*Yapmanız gerekenler*:
1. Verilen metne göre aşağıdaki soruları cevaplayın.
(a) Başbakanla yapılacak televizyon röportajı hangi yılda geçiyor?
(b) Başbakan kendisine anlatılanlara hangi sözle karşılık veriyor?
(c) O röportajın üzerinden kaç yıl geçtiği belirtiliyor?
2. Verilen metinde "Başbakan AKP’nin iktidara" sözlerinden "getirdiği yere bakın." sözlerine kadar uzanan bölümü aynen yazın.
3. Verilen metindeki "O röportajın üzerinden tam 11 yıl geçti." cümlesini İngilizceye çevirin.

Yıl 2003… Başbakan Erdoğan’la bir televizyon röportajı öncesinde teknik hazırlık yapılırken sohbet ediyoruz.
Başbakan AKP’nin iktidara güçlü biçimde gelişinin ardındaki nedenleri soruyor, ben de anlatıyorum:
“Halkın bu seçimde verdiği mesajı çok iyi okumanız lazım. Seçmen Türkiye’yi yolsuzluk ekonomisiyle soyup, Cumhuriyet tarihinin en büyük ekonomik krizine sürükleyen merkez partileri sandıkta cezalandırdı. Sonra da ‘Bunlar Allah’tan korkan insanlar. Yetim hakkı yemezler, hırsızlık yapmazlar’ diyerek, emaneti size teslim etti. Eğer siz de ötekiler gibi yolsuzluk yaparsanız, bu halk sizi de cezalandırır. Üstelik merkezdeki Atatürkçü laik kesim, sizin seküler yaşam biçimine müdahale edeceğiniz kaygısını taşıyor. O nedenle AKP’yi hem merkeze oturtmalı, hem de partinizin yolsuzluklarla anılmasına asla izin vermemelisiniz. Aksi takdirde siz de onlar gibi gidersiniz.”
Başbakan “Haklısınız…” demekle yetiniyor.
* * *
O röportajın üzerinden tam 11 yıl geçti.
AKP iktidarının Türkiye’yi getirdiği yere bakın.
“Yolsuzluk, kara para aklama ve rüşvet cenneti…”
Bunu ben söylemiyorum, dünyanın en saygın yayın organlarının manşetleri söylüyor.

*Veri kesiti*:
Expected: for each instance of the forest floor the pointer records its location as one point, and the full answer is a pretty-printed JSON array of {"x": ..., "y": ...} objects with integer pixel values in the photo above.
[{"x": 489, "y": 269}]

*Cevap anahtarı*:
1.
(a) 2003
(b) "Haklısınız…"
(c) Tam 11 yıl

2.
Başbakan AKP’nin iktidara güçlü biçimde gelişinin ardındaki nedenleri soruyor, ben de anlatıyorum:
“Halkın bu seçimde verdiği mesajı çok iyi okumanız lazım. Seçmen Türkiye’yi yolsuzluk ekonomisiyle soyup, Cumhuriyet tarihinin en büyük ekonomik krizine sürükleyen merkez partileri sandıkta cezalandırdı. Sonra da ‘Bunlar Allah’tan korkan insanlar. Yetim hakkı yemezler, hırsızlık yapmazlar’ diyerek, emaneti size teslim etti. Eğer siz de ötekiler gibi yolsuzluk yaparsanız, bu halk sizi de cezalandırır. Üstelik merkezdeki Atatürkçü laik kesim, sizin seküler yaşam biçimine müdahale edeceğiniz kaygısını taşıyor. O nedenle AKP’yi hem merkeze oturtmalı, hem de partinizin yolsuzluklarla anılmasına asla izin vermemelisiniz. Aksi takdirde siz de onlar gibi gidersiniz.”
Başbakan “Haklısınız…” demekle yetiniyor.
* * *
O röportajın üzerinden tam 11 yıl geçti.
AKP iktidarının Türkiye’yi getirdiği yere bakın.

3. Exactly 11 years have passed since that interview.